* What this task involves *
The records that follow must be transcribed in full, without any change.

* Listed records *
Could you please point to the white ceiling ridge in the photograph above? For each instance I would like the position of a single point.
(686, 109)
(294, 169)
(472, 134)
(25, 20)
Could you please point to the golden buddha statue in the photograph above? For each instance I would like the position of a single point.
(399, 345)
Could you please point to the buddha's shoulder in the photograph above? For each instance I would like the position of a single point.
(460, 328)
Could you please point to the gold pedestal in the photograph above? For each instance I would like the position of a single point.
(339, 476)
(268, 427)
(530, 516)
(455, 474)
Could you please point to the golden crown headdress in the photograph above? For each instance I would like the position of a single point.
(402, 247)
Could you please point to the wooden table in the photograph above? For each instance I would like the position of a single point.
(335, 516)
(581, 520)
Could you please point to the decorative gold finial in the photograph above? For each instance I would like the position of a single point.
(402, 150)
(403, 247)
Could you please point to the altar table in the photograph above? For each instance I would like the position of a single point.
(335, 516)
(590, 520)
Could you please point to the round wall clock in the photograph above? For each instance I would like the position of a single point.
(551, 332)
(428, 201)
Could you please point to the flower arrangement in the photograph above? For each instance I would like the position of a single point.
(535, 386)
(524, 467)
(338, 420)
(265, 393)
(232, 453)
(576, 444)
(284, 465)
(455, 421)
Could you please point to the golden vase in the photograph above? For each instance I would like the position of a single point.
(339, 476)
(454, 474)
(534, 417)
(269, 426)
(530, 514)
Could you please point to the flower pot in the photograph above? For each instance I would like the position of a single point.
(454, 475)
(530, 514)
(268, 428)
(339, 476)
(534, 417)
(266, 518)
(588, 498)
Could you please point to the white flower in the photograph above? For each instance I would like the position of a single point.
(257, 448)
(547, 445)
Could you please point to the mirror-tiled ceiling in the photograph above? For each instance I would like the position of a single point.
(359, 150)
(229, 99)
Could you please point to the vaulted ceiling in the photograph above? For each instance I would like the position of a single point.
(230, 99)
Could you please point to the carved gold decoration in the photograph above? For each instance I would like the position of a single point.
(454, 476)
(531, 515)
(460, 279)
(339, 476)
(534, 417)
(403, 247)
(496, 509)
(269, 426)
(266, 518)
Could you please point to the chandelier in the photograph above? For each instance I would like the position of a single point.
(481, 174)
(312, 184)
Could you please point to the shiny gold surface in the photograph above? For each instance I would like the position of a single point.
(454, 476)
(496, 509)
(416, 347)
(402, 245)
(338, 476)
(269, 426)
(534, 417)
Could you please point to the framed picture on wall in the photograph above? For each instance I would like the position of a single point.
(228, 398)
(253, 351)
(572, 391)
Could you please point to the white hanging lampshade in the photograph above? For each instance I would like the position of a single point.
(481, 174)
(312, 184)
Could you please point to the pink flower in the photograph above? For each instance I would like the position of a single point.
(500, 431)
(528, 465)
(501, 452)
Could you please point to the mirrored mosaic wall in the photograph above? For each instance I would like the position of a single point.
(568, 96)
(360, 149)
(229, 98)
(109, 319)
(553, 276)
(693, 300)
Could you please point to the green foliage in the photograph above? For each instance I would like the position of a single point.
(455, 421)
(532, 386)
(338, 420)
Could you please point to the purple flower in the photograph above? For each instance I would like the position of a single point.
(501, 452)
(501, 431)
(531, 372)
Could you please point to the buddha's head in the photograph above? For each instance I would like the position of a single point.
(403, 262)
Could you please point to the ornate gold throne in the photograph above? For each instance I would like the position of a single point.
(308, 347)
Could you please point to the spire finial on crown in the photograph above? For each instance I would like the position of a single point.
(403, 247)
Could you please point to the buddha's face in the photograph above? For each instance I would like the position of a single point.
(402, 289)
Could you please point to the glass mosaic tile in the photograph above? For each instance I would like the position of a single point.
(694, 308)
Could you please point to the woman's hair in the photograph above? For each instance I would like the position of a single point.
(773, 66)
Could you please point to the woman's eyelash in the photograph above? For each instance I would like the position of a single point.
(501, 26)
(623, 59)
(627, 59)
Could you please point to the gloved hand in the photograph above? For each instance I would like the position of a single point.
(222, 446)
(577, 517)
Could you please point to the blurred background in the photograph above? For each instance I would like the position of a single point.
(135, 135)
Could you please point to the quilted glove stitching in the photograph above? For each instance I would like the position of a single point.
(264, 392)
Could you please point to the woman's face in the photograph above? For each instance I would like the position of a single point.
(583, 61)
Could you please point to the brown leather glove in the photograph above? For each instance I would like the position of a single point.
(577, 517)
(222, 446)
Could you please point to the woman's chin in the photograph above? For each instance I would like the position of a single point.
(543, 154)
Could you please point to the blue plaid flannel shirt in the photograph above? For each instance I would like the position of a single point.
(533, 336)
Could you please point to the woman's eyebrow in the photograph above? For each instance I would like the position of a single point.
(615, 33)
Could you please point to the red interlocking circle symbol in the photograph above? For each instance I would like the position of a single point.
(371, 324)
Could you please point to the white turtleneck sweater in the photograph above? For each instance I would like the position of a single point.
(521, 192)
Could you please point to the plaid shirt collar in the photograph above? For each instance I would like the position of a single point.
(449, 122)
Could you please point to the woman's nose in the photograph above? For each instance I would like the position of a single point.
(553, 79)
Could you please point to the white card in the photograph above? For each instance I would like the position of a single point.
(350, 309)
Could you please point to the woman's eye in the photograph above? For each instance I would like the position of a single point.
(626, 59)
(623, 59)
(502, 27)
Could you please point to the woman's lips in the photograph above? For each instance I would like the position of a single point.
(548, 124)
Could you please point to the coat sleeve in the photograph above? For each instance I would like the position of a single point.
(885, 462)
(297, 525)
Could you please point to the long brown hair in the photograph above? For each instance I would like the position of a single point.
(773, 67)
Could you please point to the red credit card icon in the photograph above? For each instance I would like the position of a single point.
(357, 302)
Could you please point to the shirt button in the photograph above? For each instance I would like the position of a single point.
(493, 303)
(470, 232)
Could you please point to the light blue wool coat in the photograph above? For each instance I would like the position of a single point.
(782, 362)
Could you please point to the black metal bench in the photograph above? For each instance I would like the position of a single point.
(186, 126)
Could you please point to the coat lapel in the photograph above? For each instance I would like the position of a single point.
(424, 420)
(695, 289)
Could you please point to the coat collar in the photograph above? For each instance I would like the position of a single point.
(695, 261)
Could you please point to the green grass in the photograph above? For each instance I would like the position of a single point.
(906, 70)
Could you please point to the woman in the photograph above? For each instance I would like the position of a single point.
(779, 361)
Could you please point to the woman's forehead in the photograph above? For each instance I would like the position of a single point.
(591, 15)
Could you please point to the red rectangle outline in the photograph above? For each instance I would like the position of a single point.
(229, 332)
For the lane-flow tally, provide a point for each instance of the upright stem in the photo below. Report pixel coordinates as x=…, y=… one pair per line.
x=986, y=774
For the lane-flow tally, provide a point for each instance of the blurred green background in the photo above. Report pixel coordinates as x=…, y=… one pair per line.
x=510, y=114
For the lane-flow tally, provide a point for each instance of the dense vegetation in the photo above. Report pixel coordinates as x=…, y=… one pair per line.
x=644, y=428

* Exercise answer *
Could you please point to the white ceiling ridge in the photograph above? For each instance I would like the position of a single point.
(686, 109)
(294, 169)
(472, 134)
(25, 20)
Could you please point to the golden buddha statue in the photograph above? For each instance I would like the position of a single point.
(399, 345)
Could you please point to the buddha's shoulder in the photograph above? For each instance I would like the position of a single point.
(460, 328)
Could you please point to the gold pedestal in the photograph above? For each instance I would like the position of a single point.
(339, 476)
(268, 427)
(530, 516)
(455, 474)
Could you please point to the golden crown headdress in the photograph above? For each instance I would like the position of a single point.
(402, 247)
Could you please point to the wooden table in the photograph above? For each instance I would like the position of a single point.
(335, 516)
(581, 520)
Could you please point to the decorative gold finial in the photograph above? For each instance I would like the position of a single point.
(402, 150)
(403, 247)
Could you please point to the altar table in the photograph above? For each instance I would like the position of a single point.
(335, 516)
(590, 520)
Could you please point to the round wall clock in the photograph above? For each instance I would like the position of a single point.
(551, 332)
(428, 201)
Could you please point to the flower arrangement in the photograph above? For each instance I would like the position of a single point.
(535, 386)
(524, 467)
(338, 420)
(265, 393)
(232, 453)
(576, 444)
(284, 465)
(455, 421)
Could you please point to the golden vase in the photograph above? For each instance I would like the position of a single point.
(339, 476)
(454, 474)
(534, 417)
(269, 426)
(530, 514)
Could you please point to the flower pot in the photograph above? For each instance I would like the position of a single point.
(454, 475)
(530, 514)
(268, 428)
(339, 476)
(534, 417)
(266, 518)
(588, 498)
Could you please point to the white flower in the photograph above? For each instance I would like the position of a single point.
(257, 448)
(547, 445)
Could you please point to the mirror-tiled ceiling in the photograph above? For each instance I would like the position of a single point.
(359, 150)
(229, 99)
Could you please point to the vaulted ceiling in the photograph above? For each instance I would like the position of a single point.
(230, 99)
Could you please point to the carved gold decoration in the photograph above? For each instance I would like the position of a single point.
(454, 476)
(531, 515)
(460, 279)
(339, 476)
(534, 417)
(403, 247)
(496, 509)
(269, 426)
(266, 518)
Could you please point to the chandelier in the photograph above? For each instance I would like the position of a single point.
(481, 174)
(312, 184)
Could you please point to the shiny gold surface in the photograph above? For each instance I would like the position of a single point.
(454, 476)
(496, 509)
(416, 347)
(402, 245)
(338, 476)
(269, 426)
(534, 417)
Could you please point to the framed picture on wall in the photograph above? For each instance I would like the position of a single point.
(228, 398)
(253, 351)
(572, 391)
Could you please point to the white hanging lampshade in the photograph above? For each instance I would like the position of a single point.
(481, 174)
(312, 184)
Could you please point to the pink flower in the photograph above? For each instance I would like the position of a single point.
(500, 431)
(528, 465)
(501, 452)
Could you please point to the mirrored mosaic wall in the photograph above? For each instance I would like the position of a single point.
(568, 96)
(360, 149)
(229, 98)
(109, 319)
(553, 276)
(693, 300)
Could you please point to the green foliage in the photograph above? For each instance I would like the position of a single point.
(455, 421)
(532, 386)
(338, 420)
Could you please point to the purple flower in the photograph above? For each instance I would like the position of a single point.
(501, 452)
(501, 431)
(531, 372)
Could you please point to the buddha's head in the photograph above? For each instance I would like the position of a single point.
(403, 262)
Could you please point to the ornate gold throne in the photograph above? For each instance I would like the position of a single point.
(308, 347)
Could you please point to the spire finial on crown in the photograph above? For each instance I would like the position of a single point.
(403, 247)
Could you please point to the buddha's face in the photograph above? For each instance I would like the position of a single point.
(402, 289)
Could you please point to the glass mosaic tile in the photograph above? For each instance I would like the position of a single point.
(694, 308)
Could you please point to the woman's hair in the photograph above? For each instance I would like the position of a single point.
(773, 66)
Could you please point to the woman's eyelash in the photograph above? For each instance I would like the position of a single point.
(501, 26)
(623, 59)
(627, 59)
Could you please point to the gloved hand in the photograph above? For each instance I would like the position of a single point.
(222, 446)
(577, 517)
Could you please point to the blurred background in the photograph above? For each instance I would like the position of a single point.
(135, 135)
Could you please point to the quilted glove stitching in the photograph above? For each instance I would like the position of a single point.
(264, 392)
Could you please point to the woman's face in the photograph above? For each instance I would like the position of a single point.
(583, 61)
Could you please point to the brown leather glove in the photograph above? For each instance I would like the position of a single point.
(577, 517)
(222, 446)
Could you please point to the woman's chin in the photograph above? For each instance I would like the position of a single point.
(543, 154)
Could you please point to the blue plaid flannel shirt in the photograph above? For each instance I would like the position of a single point.
(533, 336)
Could you please point to the woman's eyebrow in the photograph above? For each instance I would like the position of a single point.
(615, 33)
Could you please point to the red interlocking circle symbol in the photograph above? For each instance I would like the position of a single point.
(371, 324)
Could you please point to the white turtleneck sweater in the photograph above? For each instance I would like the position of a single point.
(521, 192)
Could you please point to the plaid shirt collar in the photograph above? For each instance I would like the position of a single point.
(449, 122)
Could you please point to the woman's nose in the photograph above? For each instance I would like the position of a single point.
(553, 79)
Could you please point to the white card in the photograph above? For each instance I would like the position of a single point.
(350, 309)
Could you please point to the woman's eye in the photograph above? For each instance I would like the position of a single point.
(626, 59)
(623, 59)
(502, 27)
Could you please point to the woman's lips in the photograph above? For each instance I would like the position of a single point.
(548, 124)
Could you please point to the coat sleeve in the photograph above? For each instance I would like the position of a single point.
(885, 462)
(297, 525)
Could you please point to the long brown hair in the photograph above? For each instance I would like the position of a single point.
(773, 67)
Could you please point to the red credit card icon in the photograph above? For each instance I would like the position of a single point.
(357, 302)
Could you please point to the shirt button in the photograph above? For each instance I would like the position of a single point.
(493, 303)
(470, 232)
Could you please point to the light blue wool coat in the photograph above? For each instance I would like the position of a single point.
(782, 362)
Could you please point to the black metal bench in the photograph above? For each instance I would like the position of a single point.
(186, 126)
Could you please point to the coat lapel in the photograph above? For each instance I would like the position of a single point.
(424, 420)
(695, 289)
Could you please point to the coat collar in the photograph above? For each instance I would like the position of a single point.
(695, 261)
Could you please point to the green grass in the photograph above? For each instance I would like the position of a single point.
(906, 70)
Could you please point to the woman in the photograph above? For each instance I would like the position of a single point.
(779, 361)
Could you please point to the woman's forehead in the photograph above? For each instance I would like the position of a single point.
(591, 15)
Could you please point to the red rectangle outline in the photograph above? For each instance I would like the position of a single point.
(229, 332)
For the lane-flow tally, provide a point for each instance of the upright stem in the photo below. Report pixel coordinates as x=…, y=… one pair per line.
x=986, y=774
For the lane-flow tally, provide a point for each instance of the blurred green background in the photo above. Report pixel coordinates as x=…, y=… one pair per line.
x=510, y=114
For the lane-flow tally, provide a point for each instance of the dense vegetation in the photo above. Report pixel coordinates as x=…, y=… one pair per line.
x=644, y=428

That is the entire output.